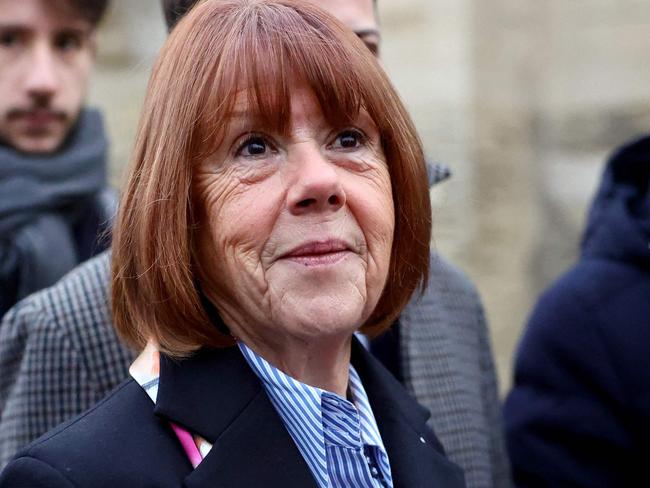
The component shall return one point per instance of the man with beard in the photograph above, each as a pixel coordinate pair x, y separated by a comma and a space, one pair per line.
53, 196
439, 348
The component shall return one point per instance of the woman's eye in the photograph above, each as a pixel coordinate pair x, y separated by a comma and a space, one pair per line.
348, 139
68, 42
254, 146
9, 39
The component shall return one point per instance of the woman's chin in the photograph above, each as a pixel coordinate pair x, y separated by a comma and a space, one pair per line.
322, 317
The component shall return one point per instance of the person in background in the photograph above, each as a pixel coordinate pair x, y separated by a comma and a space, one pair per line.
273, 207
54, 200
579, 410
439, 348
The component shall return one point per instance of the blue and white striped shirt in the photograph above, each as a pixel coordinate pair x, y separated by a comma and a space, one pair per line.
338, 439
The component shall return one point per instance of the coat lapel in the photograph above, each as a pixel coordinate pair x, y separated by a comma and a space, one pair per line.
216, 395
416, 456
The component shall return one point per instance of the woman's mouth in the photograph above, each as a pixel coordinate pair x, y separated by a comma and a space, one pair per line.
319, 253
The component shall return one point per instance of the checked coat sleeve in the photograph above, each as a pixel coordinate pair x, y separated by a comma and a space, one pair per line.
448, 367
58, 356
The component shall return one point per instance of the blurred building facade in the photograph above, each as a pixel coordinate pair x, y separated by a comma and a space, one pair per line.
523, 100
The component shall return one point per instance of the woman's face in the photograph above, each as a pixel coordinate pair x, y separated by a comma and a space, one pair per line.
296, 230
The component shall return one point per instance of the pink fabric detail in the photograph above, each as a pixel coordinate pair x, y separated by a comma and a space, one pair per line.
189, 446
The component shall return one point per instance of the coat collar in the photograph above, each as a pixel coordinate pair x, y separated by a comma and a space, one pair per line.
215, 394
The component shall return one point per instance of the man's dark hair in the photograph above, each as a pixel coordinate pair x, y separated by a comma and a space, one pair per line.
175, 9
90, 10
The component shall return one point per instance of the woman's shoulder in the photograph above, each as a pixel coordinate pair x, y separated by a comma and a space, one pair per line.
119, 440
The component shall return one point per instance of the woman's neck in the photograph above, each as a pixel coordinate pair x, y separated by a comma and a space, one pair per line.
323, 363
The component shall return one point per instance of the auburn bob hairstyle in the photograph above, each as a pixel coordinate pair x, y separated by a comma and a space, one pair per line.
219, 49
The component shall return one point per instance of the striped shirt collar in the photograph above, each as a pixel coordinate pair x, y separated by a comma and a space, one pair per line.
323, 423
330, 436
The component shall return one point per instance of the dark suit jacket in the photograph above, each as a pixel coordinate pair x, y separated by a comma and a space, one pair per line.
125, 441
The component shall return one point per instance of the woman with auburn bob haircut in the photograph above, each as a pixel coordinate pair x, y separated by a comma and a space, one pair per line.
277, 204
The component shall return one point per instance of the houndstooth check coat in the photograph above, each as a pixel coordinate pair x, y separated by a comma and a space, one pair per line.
59, 355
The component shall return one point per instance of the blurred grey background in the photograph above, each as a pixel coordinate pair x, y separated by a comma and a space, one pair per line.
523, 100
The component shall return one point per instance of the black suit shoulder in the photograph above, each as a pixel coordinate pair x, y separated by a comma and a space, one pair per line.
111, 444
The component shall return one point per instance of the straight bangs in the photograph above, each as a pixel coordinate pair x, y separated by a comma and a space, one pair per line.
272, 46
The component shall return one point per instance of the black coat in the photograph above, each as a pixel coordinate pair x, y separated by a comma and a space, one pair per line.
125, 441
579, 412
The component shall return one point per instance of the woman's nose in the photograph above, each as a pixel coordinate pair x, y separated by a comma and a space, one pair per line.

----------

YOUR TASK
Rewrite every entry above so that "photograph" becomes "image", with all other wording unchanged, and omit the pictures from the result.

FULL OUTPUT
The component shall return one point per instance of the man with beard in the image above, each as a pixel coordinate pair x, y separated by a comma and a space, one pair per line.
53, 196
439, 348
The component shall return one point per instance of the woman's eye in the image above, each as a pixel coordinate pair x, y separated by a comma and a space, one pair per line.
348, 139
68, 42
254, 146
9, 39
The component shall return one point per instance of the woman's chin in the image above, each as a pixel coordinate pair x, y separated by a comma and a space, one pair per line.
322, 317
The component shall return one point per instance of the person in background in the image above, each as a pixel coordinate pair x, y separated by a comma and a space, one pair per line.
273, 207
54, 200
579, 410
439, 348
The component shall return one point per instance of the blue and white striped shirt in the image above, each as a pixel coordinate pair x, y separated by a comma and a space, one pair per line.
338, 439
The component shall return one point per instance of the coat lapel in the image above, each as a pixel coordinate pair x, y separated by a comma and a space, one pair per line.
216, 395
416, 456
The component shall return one point per instance of the woman's mouth in the image above, each as a pixel coordinate pair x, y separated by a comma and a space, one pair per line.
319, 253
The component shall return one point per instance of the checked coat sleeve in the image above, each as a pixel coordinate pair x, y separated by a comma and a space, one pair per line.
448, 367
58, 356
The component shall return one point per instance of the blurred building facade in the image above, each as a pixel coordinate pair x, y separated by a comma and a space, one pair per line.
523, 100
The component shall return one point per instance of the woman's face in the image above, each as a pixel coordinate pair x, y separated by a comma and a space, one pair per line.
296, 230
The component shall return one point per instance of the pink fabric detail in the image above, each as a pixel coordinate pair x, y separated by a comma and a space, one pair per line.
189, 446
The component shall return one point per instance of the coat collar in the image above, each as a pixel coordinate pair x, y separated by a comma and a space, one pair per line.
215, 394
The component shall return one point per instance of the man's dark hair in the image above, each as a pixel coordinate pair x, y separated by a comma and a space, one pair per line.
175, 9
90, 10
The component shall return one point per instance of the woman's shoulder in the image above, each as a pixel coordinate pair x, y separated by a comma and a space, one pair per line.
119, 440
The component shall return one point per instance of the woman's neck in the image above, each as a pixel coordinate pair x, y separated by a comma and a space, one pair per line.
323, 363
The component shall return one point per instance of the auburn bob hairstyle in the image above, each as a pixel coordinate pair x, y separated by a comma and a space, one pair per line.
219, 49
The component shall return one point per instance of the striped shirt collar in the image above, each as a pixel coordinate pair x, y separated by a comma and a space, one pair per line.
323, 423
330, 436
The component shall return one point per instance of the dark suit jacket in the image above, each as a pixel coordinate pair x, y separated by a comma and a space, one pair per line.
125, 441
The component shall return one point per instance of the woman with auburn bob haircut in the image above, each as a pixel coordinate pair x, y separated by a comma and a space, one pair per line.
277, 204
The component shall return one point per instance of the houndstooth check coat in the image above, each as a pixel coordinate pair x, y separated by a comma and a space, one pair per line.
59, 355
The component shall return one point per instance of the blurred grey background in the image above, each as a pixel coordinate pair x, y separated by a comma and a space, one pair per line.
523, 100
The component shall return one point per instance of the black suit shoulder in the image above, each as a pixel coordinate pair x, y separated by a comma and a space, one pair per line.
111, 444
The component shall return one point per instance of the straight bangs in the image above, each as a pixel coordinate pair x, y separated by a comma and a space, one pair per line.
272, 46
The component shall return one point per instance of the black coat in the image above, each as a pixel coordinate pair x, y separated by a comma and a space, one pair per line.
125, 441
579, 412
The component shall return one point per instance of the woman's nose in the image above, each as a pixel coordinate pair x, y separated by a comma and a space, one pair per line.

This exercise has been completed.